━━━━━ Passage to read ━━━━━

Chapter 2: Building the Scanner (Lexer)

In this chapter, we’ll build the scanner (also called a lexer) - the first stage of our assembler. The scanner converts source text into a stream of tokens.

What is Lexical Analysis?

The scanner performs lexical analysis: breaking the input stream of characters into meaningful chunks called tokens. Think of tokens as the “words” of our assembly language.

Characters to Tokens

Source:  lda #0xFF

Tokens:  [INSTRUCTION(LDA)] [HASH] [NUMBER(255)]

Each token has:

A kind (what type of token it is)
Optionally a value (the parsed data)
A location (line, column, start position)

Token Types in ByteASM

Let’s define all the token types our scanner will produce:

#![allow(unused)]
fn main() {
pub enum TokenKind {
    // Punctuation
    CloseParen,    // )
    Colon,         // :
    Comma,         // ,
    OpenParen,     // (

    // Operators
    Hash,          // #
    Minus,         // -
    Plus,          // +
    Slash,         // /
    Star,          // *
    LessThan,      // <
    GreaterThan,   // >

    // Special symbols
    Dollar,        // $ (current address)
    Semicolon,     // ; (comment start)

    // Literals
    Number,        // 0xFF, 0b1010, 42
    String,        // "hello"

    // Identifiers and keywords
    Directive,     // .org, .db, etc.
    Instruction,   // lda, sta, etc.
    Register,      // a, x, y
    Identifier,    // label names
    LocalLabel,    // .loop or @loop

    // Structure
    Comment,       // ; to end of line
    NewLine,       // \n
    EOF,           // End of file
}
}

The Token Structure

Each token carries information about its type, value, and position:

#![allow(unused)]
fn main() {
pub struct Token {
    pub kind: TokenKind,
    pub value: Option<TokenValue>,
    pub location: Location,
}

pub struct Location {
    pub line: usize,      // Line number (1-indexed)
    pub column: usize,    // Column number (1-indexed)
    pub start: usize,     // Byte offset in source
    pub length: usize,    // Length in bytes
}

pub enum TokenValue {
    Number(u64),
    String(String),
    Directive(Directive),
    Instruction(Mnemonic),
}
}

Scanner Architecture

Our scanner uses a cursor to track our position in the source:

#![allow(unused)]
fn main() {
pub struct Scanner<'a> {
    cursor: Cursor<'a>,
    source: &'a str,
}

pub struct Cursor<'a> {
    chars: Peekable<Chars<'a>>,
    line: usize,
    column: usize,
    current: usize,    // Current byte position
    start: usize,      // Start of current token
}
}

The Cursor

The cursor provides these operations:

#![allow(unused)]
fn main() {
impl Cursor {
    /// Peek at the next character without consuming it
    fn peek(&mut self) -> Option<char>

    /// Advance and return the next character
    fn advance(&mut self) -> Option<char>

    /// Mark the start of a new token
    fn sync(&mut self)

━━━━━ Entries provided ━━━━━

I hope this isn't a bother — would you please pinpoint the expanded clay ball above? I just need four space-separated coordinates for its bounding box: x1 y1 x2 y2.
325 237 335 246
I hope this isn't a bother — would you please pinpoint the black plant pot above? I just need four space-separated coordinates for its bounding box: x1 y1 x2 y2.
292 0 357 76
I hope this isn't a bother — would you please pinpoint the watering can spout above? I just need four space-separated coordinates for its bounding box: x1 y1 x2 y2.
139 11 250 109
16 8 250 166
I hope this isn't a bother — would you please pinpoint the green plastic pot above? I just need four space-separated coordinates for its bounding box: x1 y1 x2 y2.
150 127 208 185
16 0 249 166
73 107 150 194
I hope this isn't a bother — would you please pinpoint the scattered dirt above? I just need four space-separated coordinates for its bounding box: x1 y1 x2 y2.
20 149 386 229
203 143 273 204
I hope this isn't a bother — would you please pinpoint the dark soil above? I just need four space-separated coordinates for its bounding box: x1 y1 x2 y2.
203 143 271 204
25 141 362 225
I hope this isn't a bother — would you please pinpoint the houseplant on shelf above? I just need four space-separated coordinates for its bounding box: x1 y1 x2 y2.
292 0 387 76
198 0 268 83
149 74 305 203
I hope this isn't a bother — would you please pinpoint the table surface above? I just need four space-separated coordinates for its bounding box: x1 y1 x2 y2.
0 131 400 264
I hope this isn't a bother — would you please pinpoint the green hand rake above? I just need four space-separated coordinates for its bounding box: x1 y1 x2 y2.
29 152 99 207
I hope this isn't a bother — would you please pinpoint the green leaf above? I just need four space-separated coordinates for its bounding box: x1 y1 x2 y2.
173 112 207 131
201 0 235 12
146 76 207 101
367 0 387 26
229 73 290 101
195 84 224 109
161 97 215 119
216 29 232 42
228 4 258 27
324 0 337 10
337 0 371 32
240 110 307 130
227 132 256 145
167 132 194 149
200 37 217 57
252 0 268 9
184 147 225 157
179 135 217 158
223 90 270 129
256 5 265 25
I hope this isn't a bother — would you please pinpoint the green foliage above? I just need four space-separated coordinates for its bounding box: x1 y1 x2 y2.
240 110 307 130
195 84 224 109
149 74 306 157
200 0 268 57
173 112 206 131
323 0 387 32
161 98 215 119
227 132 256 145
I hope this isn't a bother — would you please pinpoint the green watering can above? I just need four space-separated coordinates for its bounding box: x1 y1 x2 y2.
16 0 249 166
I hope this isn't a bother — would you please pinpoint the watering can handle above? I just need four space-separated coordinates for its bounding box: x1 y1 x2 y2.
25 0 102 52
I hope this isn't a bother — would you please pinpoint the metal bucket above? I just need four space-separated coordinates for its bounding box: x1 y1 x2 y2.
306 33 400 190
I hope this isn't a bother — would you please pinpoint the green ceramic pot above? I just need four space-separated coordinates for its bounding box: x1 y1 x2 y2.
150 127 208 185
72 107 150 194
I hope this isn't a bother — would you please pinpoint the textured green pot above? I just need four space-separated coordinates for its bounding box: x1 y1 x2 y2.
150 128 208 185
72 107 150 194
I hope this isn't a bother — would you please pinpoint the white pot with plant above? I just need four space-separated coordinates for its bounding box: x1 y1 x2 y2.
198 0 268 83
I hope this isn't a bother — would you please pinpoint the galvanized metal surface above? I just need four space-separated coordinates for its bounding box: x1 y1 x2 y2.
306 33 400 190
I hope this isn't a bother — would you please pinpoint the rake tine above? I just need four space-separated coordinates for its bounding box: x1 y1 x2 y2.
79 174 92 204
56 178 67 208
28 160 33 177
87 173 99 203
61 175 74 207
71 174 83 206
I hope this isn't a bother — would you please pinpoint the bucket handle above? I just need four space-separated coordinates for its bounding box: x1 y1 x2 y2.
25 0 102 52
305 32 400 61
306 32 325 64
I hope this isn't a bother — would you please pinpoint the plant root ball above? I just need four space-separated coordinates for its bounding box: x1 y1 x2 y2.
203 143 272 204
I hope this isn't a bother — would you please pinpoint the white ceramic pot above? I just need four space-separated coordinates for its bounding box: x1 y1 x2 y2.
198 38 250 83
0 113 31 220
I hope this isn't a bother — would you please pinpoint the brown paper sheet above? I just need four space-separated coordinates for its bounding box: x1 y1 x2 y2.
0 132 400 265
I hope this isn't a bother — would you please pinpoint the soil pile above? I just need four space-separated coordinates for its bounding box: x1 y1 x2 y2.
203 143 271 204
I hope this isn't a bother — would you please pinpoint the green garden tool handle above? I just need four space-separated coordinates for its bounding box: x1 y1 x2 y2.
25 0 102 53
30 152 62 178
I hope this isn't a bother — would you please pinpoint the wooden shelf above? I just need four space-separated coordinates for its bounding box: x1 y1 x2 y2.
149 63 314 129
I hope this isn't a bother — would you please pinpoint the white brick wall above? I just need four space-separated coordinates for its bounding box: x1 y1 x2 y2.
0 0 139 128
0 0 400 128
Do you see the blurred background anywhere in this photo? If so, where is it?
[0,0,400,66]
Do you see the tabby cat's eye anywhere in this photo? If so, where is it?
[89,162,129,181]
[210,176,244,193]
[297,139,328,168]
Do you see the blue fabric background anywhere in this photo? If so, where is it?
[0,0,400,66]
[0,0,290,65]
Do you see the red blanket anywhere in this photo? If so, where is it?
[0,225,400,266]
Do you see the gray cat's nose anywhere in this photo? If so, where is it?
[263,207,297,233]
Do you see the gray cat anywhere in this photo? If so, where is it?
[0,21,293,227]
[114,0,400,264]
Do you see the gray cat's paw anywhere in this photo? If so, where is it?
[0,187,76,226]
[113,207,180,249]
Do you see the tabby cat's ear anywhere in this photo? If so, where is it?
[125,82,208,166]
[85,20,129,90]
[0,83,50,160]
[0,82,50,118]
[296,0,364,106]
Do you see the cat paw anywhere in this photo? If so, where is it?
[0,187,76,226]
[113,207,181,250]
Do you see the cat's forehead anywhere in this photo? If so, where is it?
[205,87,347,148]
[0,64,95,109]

━━━━━

Task list ->
**1)** Shift every bounding-box coordinate by -52 and write out again the part of the records that opens with the line containing "Do you see the cat's" and runs through the end of the records, with the requests kept in place.
**2)** Pick up the scanner chapter from the point where it stops.
The records are not drawn from the same source as the scanner chapter.

Responses per task ->
**1)**
Do you see the cat's forehead anywhere in this photo? If so, where is it?
[153,35,295,96]
[-52,12,43,57]

**2)**
    /// Create a Location for the current token
    fn location(&self) -> Location

    /// Advance the line counter (after newline)
    fn advance_line(&mut self)
}
}

The Main Scanning Loop

The heart of the scanner is the scan_token method:

#![allow(unused)]
fn main() {
pub fn scan_token(&mut self) -> Result<Token, ScannerError> {
    self.skip_whitespace();
    self.cursor.sync();

    match self.cursor.advance() {
        None => self.make_token(TokenKind::EOF, None),
        Some(c) => match c {
            // Single-character tokens
            ')' => self.make_token(TokenKind::CloseParen, None),
            '(' => self.make_token(TokenKind::OpenParen, None),
            ',' => self.make_token(TokenKind::Comma, None),
            ':' => self.make_token(TokenKind::Colon, None),
            '#' => self.make_token(TokenKind::Hash, None),
            '+' => self.make_token(TokenKind::Plus, None),
            '-' => self.make_token(TokenKind::Minus, None),
            '*' => self.make_token(TokenKind::Star, None),
            '/' => self.make_token(TokenKind::Slash, None),
            '<' => self.make_token(TokenKind::LessThan, None),
            '>' => self.make_token(TokenKind::GreaterThan, None),
            '$' => self.make_token(TokenKind::Dollar, None),

            // Newline
            '\n' => {
                let token = self.make_token(TokenKind::NewLine, None);
                self.cursor.advance_line();
                token
            }

            // Comment
            ';' => {
                self.scan_comment();
                self.make_token(TokenKind::Comment, None)
            }

            // More complex tokens...
            _ => self.scan_complex_token(c)
        }
    }
}
}

Scanning Numbers

ByteASM supports three number formats:

0xFF - Hexadecimal (0x prefix)
0b1010 - Binary (0b prefix)
42 - Decimal (no prefix)

#![allow(unused)]
fn main() {
fn scan_number(&mut self, first_char: char) -> Result<Token, ScannerError> {
    // Check for prefix
    if first_char == '0' {
        match self.cursor.peek() {
            Some('x') | Some('X') => {
                self.cursor.advance();
                return self.scan_hex();
            }
            Some('b') | Some('B') => {
                self.cursor.advance();
                return self.scan_binary();
            }
            _ => {}
        }
    }

    self.scan_decimal()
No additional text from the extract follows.